Your reply should repeat, exactly, the line containing "segment --target=windshield --coords=pixels" and the rest of the material after it.
◇ ◇ ◇
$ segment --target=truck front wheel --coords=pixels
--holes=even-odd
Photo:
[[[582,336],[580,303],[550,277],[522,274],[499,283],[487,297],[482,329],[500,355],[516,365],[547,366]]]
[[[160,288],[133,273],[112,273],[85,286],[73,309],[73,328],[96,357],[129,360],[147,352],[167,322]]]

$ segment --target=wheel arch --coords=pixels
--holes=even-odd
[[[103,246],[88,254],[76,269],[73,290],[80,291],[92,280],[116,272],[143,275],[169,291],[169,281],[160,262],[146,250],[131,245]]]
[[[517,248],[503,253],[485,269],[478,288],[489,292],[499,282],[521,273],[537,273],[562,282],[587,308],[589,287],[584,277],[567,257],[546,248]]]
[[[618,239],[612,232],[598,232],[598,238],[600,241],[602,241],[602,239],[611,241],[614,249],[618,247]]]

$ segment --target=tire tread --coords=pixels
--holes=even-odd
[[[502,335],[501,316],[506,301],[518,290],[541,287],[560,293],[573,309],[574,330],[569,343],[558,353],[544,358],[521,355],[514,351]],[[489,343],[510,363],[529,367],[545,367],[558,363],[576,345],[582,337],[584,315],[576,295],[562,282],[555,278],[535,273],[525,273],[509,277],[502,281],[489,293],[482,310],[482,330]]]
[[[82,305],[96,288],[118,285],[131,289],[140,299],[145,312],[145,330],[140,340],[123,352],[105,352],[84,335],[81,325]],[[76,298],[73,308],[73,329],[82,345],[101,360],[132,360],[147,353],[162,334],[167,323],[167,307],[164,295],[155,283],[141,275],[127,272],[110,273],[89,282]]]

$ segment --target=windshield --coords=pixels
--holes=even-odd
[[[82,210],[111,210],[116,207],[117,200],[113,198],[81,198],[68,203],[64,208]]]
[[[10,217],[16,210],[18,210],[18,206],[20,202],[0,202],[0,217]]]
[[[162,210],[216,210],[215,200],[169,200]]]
◇ ◇ ◇
Result for this exercise =>
$ segment --target=windshield --coords=pixels
--holes=even-odd
[[[82,210],[111,210],[116,207],[117,200],[113,198],[81,198],[68,203],[64,208]]]
[[[10,217],[16,210],[18,210],[18,206],[20,202],[0,202],[0,217]]]
[[[162,210],[216,210],[215,200],[169,200]]]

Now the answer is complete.